An estimated 300 million women have used the contraceptive pill since its introduction in the early 1960s. Hundreds of studies have looked at its safety, some suggesting benefits and others showing a raised risk of breast and cervical cancer.

Beral and colleagues said their research, analyzing 45 studies on ovarian cancer in 21 countries, shows that the benefits of the pill outweigh the risks. Ovarian cancer is particularly deadly because women often have mild or no symptoms until the disease has progressed.

The breast cancer risk -- which also extends to stroke and blood clots -- is much smaller and exists only while women are taking the pill and soon after they stop, Beral added.

"Whereas for ovarian cancer the protection persists for decades," Beral said.

Taking the pill for 10 years cut the risk of ovarian cancer before the age of 75 from 12 per 1,000 women to 8 per 1,000. It also reduced the risk of dying from the disease from 7 per 1,000 women to 5 per 1,000 before the age of 75, the study found.

————————

(Tasks to carry out)
• 1. Summarize the excerpt on the contraceptive pill in two sentences.
• 2. Answer these questions using the excerpt on the contraceptive pill:
(a) About how many women are estimated to have used the pill since its introduction?
(b) In how many countries were the ovarian cancer studies conducted?
(c) Per 1,000 women, how much did 10 years of pill use change the risk of ovarian cancer before age 75?
• 3. Carry on the excerpt on the contraceptive pill, starting after its final sentence.

————————

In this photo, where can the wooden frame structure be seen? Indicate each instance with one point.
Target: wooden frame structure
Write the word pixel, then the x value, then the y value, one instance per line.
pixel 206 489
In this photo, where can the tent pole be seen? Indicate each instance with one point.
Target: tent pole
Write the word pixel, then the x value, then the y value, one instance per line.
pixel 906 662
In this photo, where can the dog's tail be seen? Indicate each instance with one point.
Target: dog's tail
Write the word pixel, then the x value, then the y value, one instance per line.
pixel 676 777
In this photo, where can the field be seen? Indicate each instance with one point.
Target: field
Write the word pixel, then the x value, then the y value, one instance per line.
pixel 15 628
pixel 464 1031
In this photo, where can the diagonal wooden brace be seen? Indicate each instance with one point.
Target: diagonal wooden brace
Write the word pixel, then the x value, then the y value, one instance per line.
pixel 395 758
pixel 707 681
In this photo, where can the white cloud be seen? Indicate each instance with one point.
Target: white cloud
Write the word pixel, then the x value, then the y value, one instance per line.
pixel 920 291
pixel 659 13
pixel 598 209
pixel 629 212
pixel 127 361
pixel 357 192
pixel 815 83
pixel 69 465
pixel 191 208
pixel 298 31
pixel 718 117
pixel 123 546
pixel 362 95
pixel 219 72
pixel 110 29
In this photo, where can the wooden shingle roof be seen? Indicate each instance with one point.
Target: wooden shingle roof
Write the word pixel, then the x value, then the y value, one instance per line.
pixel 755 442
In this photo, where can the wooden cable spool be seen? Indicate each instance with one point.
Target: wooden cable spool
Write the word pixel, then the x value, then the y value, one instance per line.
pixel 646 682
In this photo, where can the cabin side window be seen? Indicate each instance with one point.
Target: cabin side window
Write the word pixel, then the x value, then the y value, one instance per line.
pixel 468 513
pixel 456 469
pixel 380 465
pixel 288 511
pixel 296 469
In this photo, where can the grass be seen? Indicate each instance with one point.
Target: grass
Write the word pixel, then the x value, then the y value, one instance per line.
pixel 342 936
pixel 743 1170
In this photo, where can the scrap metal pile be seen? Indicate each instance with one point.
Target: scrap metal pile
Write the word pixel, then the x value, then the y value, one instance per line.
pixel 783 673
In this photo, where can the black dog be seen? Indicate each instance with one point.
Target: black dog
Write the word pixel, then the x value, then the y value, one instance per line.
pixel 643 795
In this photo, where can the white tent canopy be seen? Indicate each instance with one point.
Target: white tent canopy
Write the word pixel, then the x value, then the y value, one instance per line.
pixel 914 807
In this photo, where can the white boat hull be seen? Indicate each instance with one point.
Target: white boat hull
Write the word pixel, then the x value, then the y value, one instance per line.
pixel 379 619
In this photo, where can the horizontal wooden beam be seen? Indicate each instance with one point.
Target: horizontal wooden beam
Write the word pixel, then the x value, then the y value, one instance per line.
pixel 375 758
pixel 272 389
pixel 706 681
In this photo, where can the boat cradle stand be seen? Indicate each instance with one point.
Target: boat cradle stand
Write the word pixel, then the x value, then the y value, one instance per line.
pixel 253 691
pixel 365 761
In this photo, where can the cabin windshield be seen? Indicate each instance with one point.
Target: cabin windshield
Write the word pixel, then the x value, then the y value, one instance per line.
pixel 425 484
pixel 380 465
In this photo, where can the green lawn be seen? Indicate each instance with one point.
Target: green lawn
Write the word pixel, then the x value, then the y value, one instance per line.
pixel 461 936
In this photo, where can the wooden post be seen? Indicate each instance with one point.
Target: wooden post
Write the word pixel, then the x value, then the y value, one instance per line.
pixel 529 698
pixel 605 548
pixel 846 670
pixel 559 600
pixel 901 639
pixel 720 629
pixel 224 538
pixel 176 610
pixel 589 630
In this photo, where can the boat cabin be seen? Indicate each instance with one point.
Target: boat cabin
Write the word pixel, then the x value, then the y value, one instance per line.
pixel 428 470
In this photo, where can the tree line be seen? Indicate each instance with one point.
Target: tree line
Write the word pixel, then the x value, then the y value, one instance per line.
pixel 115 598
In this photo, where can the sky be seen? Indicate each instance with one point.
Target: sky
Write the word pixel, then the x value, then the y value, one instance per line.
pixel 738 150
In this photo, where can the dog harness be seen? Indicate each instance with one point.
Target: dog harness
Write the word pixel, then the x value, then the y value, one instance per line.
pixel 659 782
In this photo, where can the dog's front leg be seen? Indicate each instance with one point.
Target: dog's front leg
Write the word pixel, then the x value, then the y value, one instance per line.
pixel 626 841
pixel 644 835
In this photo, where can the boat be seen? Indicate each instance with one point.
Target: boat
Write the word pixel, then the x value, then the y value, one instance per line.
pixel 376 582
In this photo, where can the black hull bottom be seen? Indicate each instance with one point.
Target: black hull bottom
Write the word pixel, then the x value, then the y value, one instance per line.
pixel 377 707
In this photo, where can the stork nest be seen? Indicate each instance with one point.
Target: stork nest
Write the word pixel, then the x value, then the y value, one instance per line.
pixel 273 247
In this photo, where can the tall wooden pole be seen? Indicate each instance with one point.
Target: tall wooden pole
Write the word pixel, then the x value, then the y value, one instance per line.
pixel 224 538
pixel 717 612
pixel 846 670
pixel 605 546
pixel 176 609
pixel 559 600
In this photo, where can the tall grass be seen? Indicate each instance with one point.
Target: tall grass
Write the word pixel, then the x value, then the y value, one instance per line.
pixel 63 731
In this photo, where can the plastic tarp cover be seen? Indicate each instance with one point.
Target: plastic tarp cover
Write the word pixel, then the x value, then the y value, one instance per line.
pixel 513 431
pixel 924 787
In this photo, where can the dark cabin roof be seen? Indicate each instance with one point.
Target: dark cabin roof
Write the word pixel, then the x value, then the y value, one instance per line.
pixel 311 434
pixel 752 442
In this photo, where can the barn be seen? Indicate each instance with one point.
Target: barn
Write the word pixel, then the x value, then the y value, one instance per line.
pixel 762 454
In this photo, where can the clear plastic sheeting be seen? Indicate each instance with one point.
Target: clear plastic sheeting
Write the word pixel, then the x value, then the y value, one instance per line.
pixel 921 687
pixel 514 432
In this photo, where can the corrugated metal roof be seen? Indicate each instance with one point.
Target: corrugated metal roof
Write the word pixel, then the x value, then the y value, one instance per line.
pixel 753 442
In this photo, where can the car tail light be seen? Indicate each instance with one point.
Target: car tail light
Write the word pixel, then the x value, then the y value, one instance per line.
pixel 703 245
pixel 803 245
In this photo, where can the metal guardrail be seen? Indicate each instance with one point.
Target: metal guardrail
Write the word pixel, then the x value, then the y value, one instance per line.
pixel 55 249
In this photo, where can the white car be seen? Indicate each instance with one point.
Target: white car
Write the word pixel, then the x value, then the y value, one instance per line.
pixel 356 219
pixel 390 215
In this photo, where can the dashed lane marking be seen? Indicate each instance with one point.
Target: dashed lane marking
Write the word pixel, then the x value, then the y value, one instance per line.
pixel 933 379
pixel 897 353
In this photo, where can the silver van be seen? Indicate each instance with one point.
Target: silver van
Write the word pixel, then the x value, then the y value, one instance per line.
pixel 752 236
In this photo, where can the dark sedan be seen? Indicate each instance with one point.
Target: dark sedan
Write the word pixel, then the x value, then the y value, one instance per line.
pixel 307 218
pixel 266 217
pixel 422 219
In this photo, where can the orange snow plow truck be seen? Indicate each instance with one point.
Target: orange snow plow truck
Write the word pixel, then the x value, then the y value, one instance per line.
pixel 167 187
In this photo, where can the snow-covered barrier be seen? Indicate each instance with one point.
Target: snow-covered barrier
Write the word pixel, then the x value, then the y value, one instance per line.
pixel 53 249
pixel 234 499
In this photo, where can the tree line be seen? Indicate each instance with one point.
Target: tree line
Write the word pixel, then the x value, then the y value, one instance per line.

————————

(Answers to the exercise)
• 1. An estimated 300 million women have used the contraceptive pill since the early 1960s, and safety studies have found both benefits and a raised risk of breast and cervical cancer. An analysis by Beral and colleagues of 45 ovarian cancer studies in 21 countries concludes that the pill's benefits outweigh its risks: its protection against ovarian cancer lasts for decades, while the smaller breast cancer risk exists only during use and soon after.

• 2.
(a) An estimated 300 million.
(b) 21 countries.
(c) It fell from 12 per 1,000 women to 8 per 1,000.

• 3.
More than 100 million women now take the pill, so it will eventually prevent more than 30,000 ovarian cancer cases annually over the next few decades, the researchers wrote.

The study also showed ethnicity, education, family history and other factors do not seem to make much difference in reducing risk when it comes to using the pill.

The researchers said they did not know exactly why the pill provides protection but said the benefits make sense because the drug suppresses the ovaries' function when women are taking it.

Worldwide there are more than 190,000 new cases of ovarian cancer a year, the International Agency for Research on Cancer says.